- EXTRAIT SOURCE -
--------------------------------

# Chargeur qui "grésille"



## MaxSolonik (18 Août 2011)

Je constate ce soir que la ou mon MBA sort de son silence, c'est durant la charge car je remarque que le chargeur "grésille", un peu comme un léger bruit de HDD qui écrit. D'autres utilisateur ont-ils relevé la même gêne ?


----------



## Colombo007 (23 Août 2011)

Moi aussi j'ai le même problème depuis une semaine. Est-ce normal? Je ne crois pas. Aussitôt que j'ai une chance, je vais vérifier dans un Apple store.


----------



## Anderssonpaul (25 Août 2011)

Alors ? Car le miens aussi grésille ...
Par contre le mba est éteint ou en vielle pas de soucis ...


----------



## MaxSolonik (25 Août 2011)

Anderssonpaul a dit:


> Alors ? Car le miens aussi grésille ...
> Par contre le mba est éteint ou en vielle pas de soucis ...



J'ai pas encore eu le temps de passer voir un apple store, dès que j'y vais je fais un retour sur ce que m'aura dit le conseiller


----------



## figue (27 Août 2011)

MaxSolonik a dit:


> Je constate ce soir que la ou mon MBA sort de son silence, c'est durant la charge car je remarque que le chargeur "grésille", un peu comme un léger bruit de HDD qui écrit. D'autres utilisateur ont-ils relevé la même gêne ?

--------------------------------

(Lignes d'un jeu de données de pointage)
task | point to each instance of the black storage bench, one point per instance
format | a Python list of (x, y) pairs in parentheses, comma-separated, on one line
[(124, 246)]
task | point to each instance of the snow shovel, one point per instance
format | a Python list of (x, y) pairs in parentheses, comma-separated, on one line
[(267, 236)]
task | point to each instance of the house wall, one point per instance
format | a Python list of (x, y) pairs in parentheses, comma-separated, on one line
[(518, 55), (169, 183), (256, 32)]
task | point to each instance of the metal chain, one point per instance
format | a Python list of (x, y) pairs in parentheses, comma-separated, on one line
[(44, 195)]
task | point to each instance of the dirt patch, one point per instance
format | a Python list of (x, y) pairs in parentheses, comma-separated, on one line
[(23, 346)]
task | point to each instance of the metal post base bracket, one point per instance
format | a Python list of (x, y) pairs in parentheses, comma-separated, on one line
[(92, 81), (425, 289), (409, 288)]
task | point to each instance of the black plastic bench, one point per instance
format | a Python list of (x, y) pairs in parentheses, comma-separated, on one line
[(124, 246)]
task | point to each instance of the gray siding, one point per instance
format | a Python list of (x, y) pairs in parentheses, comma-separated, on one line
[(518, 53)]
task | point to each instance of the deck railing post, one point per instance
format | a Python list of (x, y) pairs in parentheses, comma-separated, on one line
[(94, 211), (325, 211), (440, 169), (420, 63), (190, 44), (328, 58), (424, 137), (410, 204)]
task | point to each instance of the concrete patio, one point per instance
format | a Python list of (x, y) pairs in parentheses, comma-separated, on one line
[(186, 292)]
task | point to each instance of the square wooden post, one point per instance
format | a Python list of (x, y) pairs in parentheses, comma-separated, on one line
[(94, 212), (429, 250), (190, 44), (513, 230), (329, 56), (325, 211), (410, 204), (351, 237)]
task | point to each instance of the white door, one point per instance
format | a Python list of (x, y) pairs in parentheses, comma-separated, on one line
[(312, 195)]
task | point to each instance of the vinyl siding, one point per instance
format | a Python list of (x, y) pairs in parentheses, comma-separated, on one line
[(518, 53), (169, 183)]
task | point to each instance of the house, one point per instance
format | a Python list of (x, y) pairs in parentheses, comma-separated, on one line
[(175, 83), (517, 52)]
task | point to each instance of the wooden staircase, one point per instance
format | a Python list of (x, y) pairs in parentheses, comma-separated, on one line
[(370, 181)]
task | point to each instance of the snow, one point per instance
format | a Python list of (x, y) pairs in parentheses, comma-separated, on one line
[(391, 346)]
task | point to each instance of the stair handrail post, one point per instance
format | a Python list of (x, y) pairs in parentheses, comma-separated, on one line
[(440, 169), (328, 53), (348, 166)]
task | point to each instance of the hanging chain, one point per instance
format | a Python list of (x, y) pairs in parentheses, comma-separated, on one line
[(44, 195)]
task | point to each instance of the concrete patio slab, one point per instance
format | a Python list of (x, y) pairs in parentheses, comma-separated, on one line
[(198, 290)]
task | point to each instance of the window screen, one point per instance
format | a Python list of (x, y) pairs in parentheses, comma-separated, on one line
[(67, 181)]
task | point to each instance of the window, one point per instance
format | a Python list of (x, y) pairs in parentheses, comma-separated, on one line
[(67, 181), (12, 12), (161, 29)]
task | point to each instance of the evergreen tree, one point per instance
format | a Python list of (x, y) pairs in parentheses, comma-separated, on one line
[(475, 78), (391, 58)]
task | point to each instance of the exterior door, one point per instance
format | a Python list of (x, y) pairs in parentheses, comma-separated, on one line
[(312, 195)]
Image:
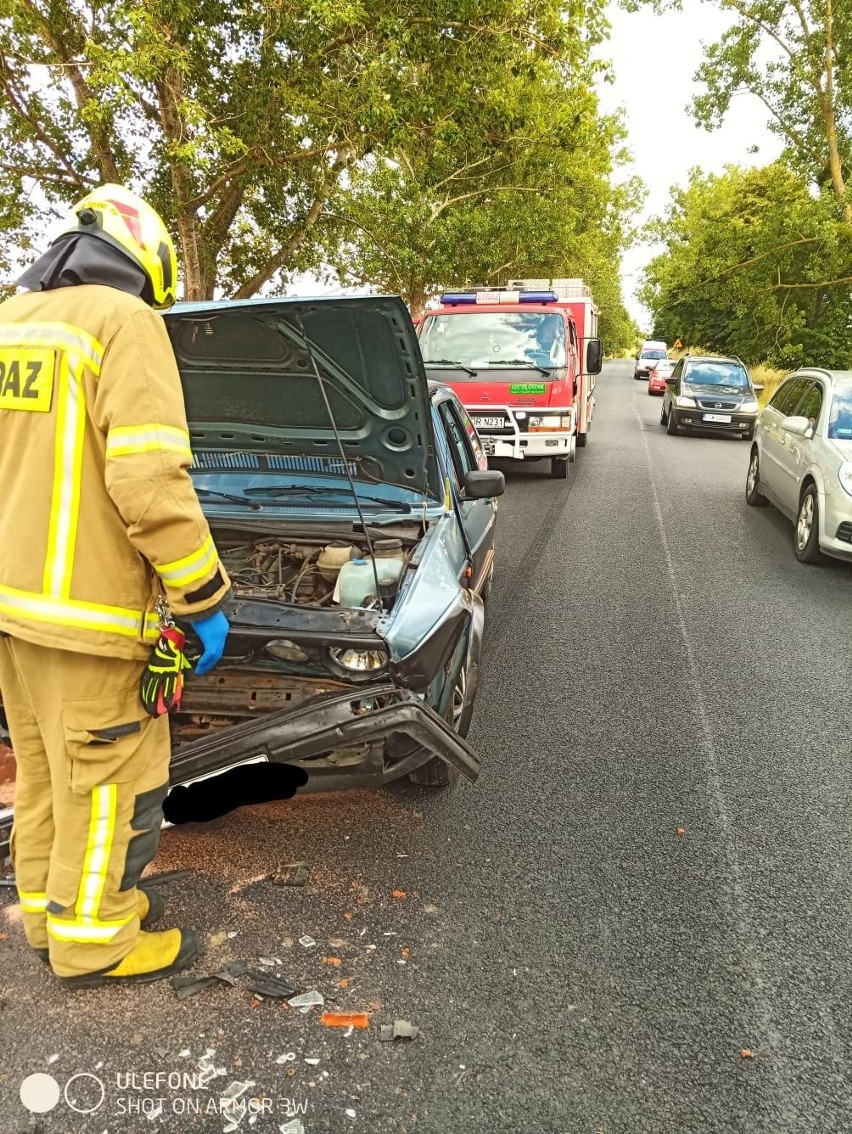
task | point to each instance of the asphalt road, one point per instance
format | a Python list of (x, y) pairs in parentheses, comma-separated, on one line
[(651, 877)]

--------------------------------

- VOTRE CONSIGNE -
Pouvez-vous retranscrire mot pour mot l'intégralité du fil de discussion sur le chargeur qui grésille ?

- EXERCICE RÉALISÉ -
# Chargeur qui "grésille"



## MaxSolonik (18 Août 2011)

Je constate ce soir que la ou mon MBA sort de son silence, c'est durant la charge car je remarque que le chargeur "grésille", un peu comme un léger bruit de HDD qui écrit. D'autres utilisateur ont-ils relevé la même gêne ?


----------



## Colombo007 (23 Août 2011)

Moi aussi j'ai le même problème depuis une semaine. Est-ce normal? Je ne crois pas. Aussitôt que j'ai une chance, je vais vérifier dans un Apple store.


----------



## Anderssonpaul (25 Août 2011)

Alors ? Car le miens aussi grésille ...
Par contre le mba est éteint ou en vielle pas de soucis ...


----------



## MaxSolonik (25 Août 2011)

Anderssonpaul a dit:


> Alors ? Car le miens aussi grésille ...
> Par contre le mba est éteint ou en vielle pas de soucis ...



J'ai pas encore eu le temps de passer voir un apple store, dès que j'y vais je fais un retour sur ce que m'aura dit le conseiller


----------



## figue (27 Août 2011)

MaxSolonik a dit:


> Je constate ce soir que la ou mon MBA sort de son silence, c'est durant la charge car je remarque que le chargeur "grésille", un peu comme un léger bruit de HDD qui écrit. D'autres utilisateur ont-ils relevé la même gêne ?